> _Exercise aim_
Retype every record exactly. Skip the images.

Stored data entries
---

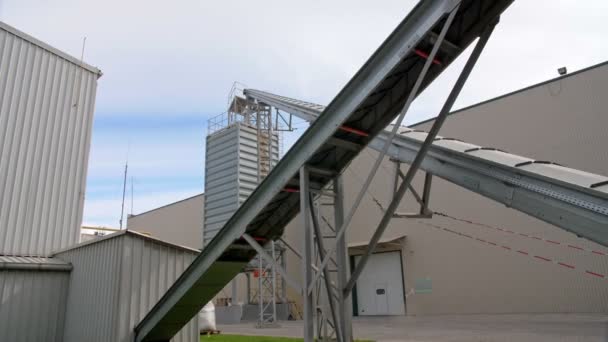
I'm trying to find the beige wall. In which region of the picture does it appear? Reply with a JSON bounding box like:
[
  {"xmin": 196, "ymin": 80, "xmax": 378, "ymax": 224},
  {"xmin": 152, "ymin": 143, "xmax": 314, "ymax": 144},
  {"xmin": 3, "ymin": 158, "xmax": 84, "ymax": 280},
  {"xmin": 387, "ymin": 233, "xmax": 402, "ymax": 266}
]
[
  {"xmin": 127, "ymin": 194, "xmax": 204, "ymax": 250},
  {"xmin": 395, "ymin": 62, "xmax": 608, "ymax": 314},
  {"xmin": 281, "ymin": 62, "xmax": 608, "ymax": 315}
]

---

> _Response to the exercise_
I'm trying to find the beige wall. In which region of the picture does it appear? Reply with a JSON bounding box like:
[
  {"xmin": 196, "ymin": 80, "xmax": 378, "ymax": 224},
  {"xmin": 152, "ymin": 143, "xmax": 314, "ymax": 144},
  {"xmin": 3, "ymin": 158, "xmax": 84, "ymax": 280},
  {"xmin": 387, "ymin": 233, "xmax": 402, "ymax": 266}
]
[
  {"xmin": 127, "ymin": 194, "xmax": 204, "ymax": 250},
  {"xmin": 395, "ymin": 62, "xmax": 608, "ymax": 314},
  {"xmin": 281, "ymin": 62, "xmax": 608, "ymax": 315}
]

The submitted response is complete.